==== DATA TO EXAMINE

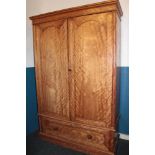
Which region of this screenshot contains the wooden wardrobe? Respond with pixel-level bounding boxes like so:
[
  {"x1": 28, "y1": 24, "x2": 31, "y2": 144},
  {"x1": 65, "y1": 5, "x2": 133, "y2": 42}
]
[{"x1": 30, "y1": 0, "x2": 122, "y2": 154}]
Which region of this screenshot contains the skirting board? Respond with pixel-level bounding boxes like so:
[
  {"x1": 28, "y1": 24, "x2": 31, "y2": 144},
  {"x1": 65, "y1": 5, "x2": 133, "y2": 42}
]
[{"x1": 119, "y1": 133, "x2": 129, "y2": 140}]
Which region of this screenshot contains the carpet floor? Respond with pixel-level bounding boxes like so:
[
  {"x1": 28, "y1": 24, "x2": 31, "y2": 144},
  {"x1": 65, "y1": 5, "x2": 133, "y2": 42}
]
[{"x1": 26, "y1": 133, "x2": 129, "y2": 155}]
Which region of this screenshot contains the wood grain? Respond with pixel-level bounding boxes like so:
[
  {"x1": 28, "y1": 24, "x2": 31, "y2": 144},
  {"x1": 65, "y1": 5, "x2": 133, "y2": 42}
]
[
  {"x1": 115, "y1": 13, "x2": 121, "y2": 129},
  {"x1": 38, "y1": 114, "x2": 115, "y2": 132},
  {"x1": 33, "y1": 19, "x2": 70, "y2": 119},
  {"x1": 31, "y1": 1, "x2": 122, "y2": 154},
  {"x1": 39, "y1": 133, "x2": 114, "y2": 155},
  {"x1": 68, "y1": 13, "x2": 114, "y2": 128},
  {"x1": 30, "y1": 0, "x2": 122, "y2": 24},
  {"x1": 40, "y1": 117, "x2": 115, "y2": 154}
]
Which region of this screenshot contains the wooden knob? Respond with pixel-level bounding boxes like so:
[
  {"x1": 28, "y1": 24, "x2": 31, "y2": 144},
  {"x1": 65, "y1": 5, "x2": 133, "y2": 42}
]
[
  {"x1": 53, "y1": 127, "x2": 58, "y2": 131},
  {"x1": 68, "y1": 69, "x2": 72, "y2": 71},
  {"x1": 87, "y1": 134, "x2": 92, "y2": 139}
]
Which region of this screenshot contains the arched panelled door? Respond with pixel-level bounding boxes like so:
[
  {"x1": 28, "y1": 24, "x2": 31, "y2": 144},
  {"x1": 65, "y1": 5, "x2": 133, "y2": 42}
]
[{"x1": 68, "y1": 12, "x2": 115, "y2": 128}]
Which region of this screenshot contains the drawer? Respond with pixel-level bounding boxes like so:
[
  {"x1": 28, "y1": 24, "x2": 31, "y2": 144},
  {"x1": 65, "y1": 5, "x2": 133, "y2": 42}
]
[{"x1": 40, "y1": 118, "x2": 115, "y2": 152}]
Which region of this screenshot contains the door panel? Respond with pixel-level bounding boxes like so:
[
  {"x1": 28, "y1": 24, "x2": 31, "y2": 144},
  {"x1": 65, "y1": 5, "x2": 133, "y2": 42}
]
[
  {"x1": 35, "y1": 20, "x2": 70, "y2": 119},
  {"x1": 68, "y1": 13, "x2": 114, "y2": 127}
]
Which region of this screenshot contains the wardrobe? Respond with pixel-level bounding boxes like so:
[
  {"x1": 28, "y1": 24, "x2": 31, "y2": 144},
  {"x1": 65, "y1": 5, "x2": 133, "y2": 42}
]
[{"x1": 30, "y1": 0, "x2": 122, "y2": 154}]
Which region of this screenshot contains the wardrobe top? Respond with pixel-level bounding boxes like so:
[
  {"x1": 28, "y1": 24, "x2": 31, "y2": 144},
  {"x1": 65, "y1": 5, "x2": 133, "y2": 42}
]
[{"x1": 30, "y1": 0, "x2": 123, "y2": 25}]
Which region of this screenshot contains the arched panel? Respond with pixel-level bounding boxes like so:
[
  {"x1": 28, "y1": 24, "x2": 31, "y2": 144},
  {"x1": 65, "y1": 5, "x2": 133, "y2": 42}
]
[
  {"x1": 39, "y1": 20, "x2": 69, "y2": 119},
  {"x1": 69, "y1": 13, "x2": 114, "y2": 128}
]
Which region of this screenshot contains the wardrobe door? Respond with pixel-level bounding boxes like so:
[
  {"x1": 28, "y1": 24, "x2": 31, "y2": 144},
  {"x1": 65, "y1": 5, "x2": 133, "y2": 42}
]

========

● **YOUR GOAL**
Exactly as they appear above, give the records again, without their pictures.

● **YOUR RESPONSE**
Which region of this screenshot contains the wooden wardrobe? Respond with pixel-level bounding boxes like so:
[
  {"x1": 28, "y1": 24, "x2": 31, "y2": 144},
  {"x1": 65, "y1": 5, "x2": 133, "y2": 42}
]
[{"x1": 30, "y1": 0, "x2": 122, "y2": 154}]
Which region of this screenshot contains the skirting board? Respond with pixel-level bounding boxes like so:
[
  {"x1": 28, "y1": 24, "x2": 31, "y2": 144},
  {"x1": 65, "y1": 5, "x2": 133, "y2": 42}
]
[{"x1": 119, "y1": 133, "x2": 129, "y2": 140}]
Which region of this screenshot contains the carpet floor? Respond with pixel-level bounding boxes like so:
[
  {"x1": 28, "y1": 24, "x2": 31, "y2": 144},
  {"x1": 65, "y1": 5, "x2": 133, "y2": 42}
]
[{"x1": 26, "y1": 133, "x2": 129, "y2": 155}]
Which region of this screenshot contains the wood grain? Respond with pixel-level bounding boxes like so:
[
  {"x1": 28, "y1": 24, "x2": 31, "y2": 144},
  {"x1": 65, "y1": 5, "x2": 133, "y2": 42}
]
[
  {"x1": 115, "y1": 13, "x2": 121, "y2": 129},
  {"x1": 38, "y1": 114, "x2": 115, "y2": 132},
  {"x1": 33, "y1": 19, "x2": 70, "y2": 119},
  {"x1": 31, "y1": 1, "x2": 122, "y2": 154},
  {"x1": 39, "y1": 133, "x2": 114, "y2": 155},
  {"x1": 68, "y1": 13, "x2": 114, "y2": 128},
  {"x1": 30, "y1": 0, "x2": 122, "y2": 24},
  {"x1": 40, "y1": 117, "x2": 115, "y2": 154}
]
Which region of this screenshot contains the wooden knob? Respond with pixel-level bounding boxes like so:
[
  {"x1": 28, "y1": 24, "x2": 31, "y2": 144},
  {"x1": 65, "y1": 5, "x2": 133, "y2": 42}
]
[
  {"x1": 53, "y1": 127, "x2": 58, "y2": 131},
  {"x1": 68, "y1": 69, "x2": 72, "y2": 71},
  {"x1": 87, "y1": 134, "x2": 92, "y2": 139}
]
Which region of this screenshot contains the arched panelled door? Respond with pixel-level bounding boxes like so:
[
  {"x1": 28, "y1": 24, "x2": 31, "y2": 144},
  {"x1": 65, "y1": 5, "x2": 133, "y2": 42}
]
[{"x1": 68, "y1": 12, "x2": 115, "y2": 128}]
Which region of this screenshot contains the drawer? Respond with pixel-level bounding boxes like so:
[
  {"x1": 28, "y1": 24, "x2": 31, "y2": 144},
  {"x1": 65, "y1": 5, "x2": 133, "y2": 42}
]
[{"x1": 40, "y1": 118, "x2": 115, "y2": 152}]
Which region of this screenshot contains the door panel? Respond with pixel-level bounding boxes like so:
[
  {"x1": 28, "y1": 24, "x2": 31, "y2": 144},
  {"x1": 65, "y1": 5, "x2": 133, "y2": 42}
]
[
  {"x1": 35, "y1": 20, "x2": 70, "y2": 119},
  {"x1": 68, "y1": 13, "x2": 114, "y2": 127}
]
Which region of this screenshot contains the wardrobe? Respond with pixel-level bounding boxes like so:
[
  {"x1": 28, "y1": 24, "x2": 31, "y2": 144},
  {"x1": 65, "y1": 5, "x2": 133, "y2": 42}
]
[{"x1": 30, "y1": 0, "x2": 122, "y2": 154}]
Which region of this screenshot contains the wardrobe top? Respond with pixel-level bounding boxes like so:
[
  {"x1": 28, "y1": 24, "x2": 31, "y2": 144},
  {"x1": 65, "y1": 5, "x2": 133, "y2": 42}
]
[{"x1": 30, "y1": 0, "x2": 123, "y2": 25}]
Which region of this screenshot contains the arched panel? Respond with pixel-level bounding boxes like so:
[
  {"x1": 28, "y1": 24, "x2": 31, "y2": 144},
  {"x1": 65, "y1": 5, "x2": 133, "y2": 42}
]
[
  {"x1": 39, "y1": 20, "x2": 69, "y2": 119},
  {"x1": 69, "y1": 13, "x2": 114, "y2": 128}
]
Which region of this screenshot contains the wardrobe door? Respond with pixel-level bounding boxes like so:
[
  {"x1": 28, "y1": 24, "x2": 31, "y2": 144},
  {"x1": 65, "y1": 5, "x2": 133, "y2": 42}
]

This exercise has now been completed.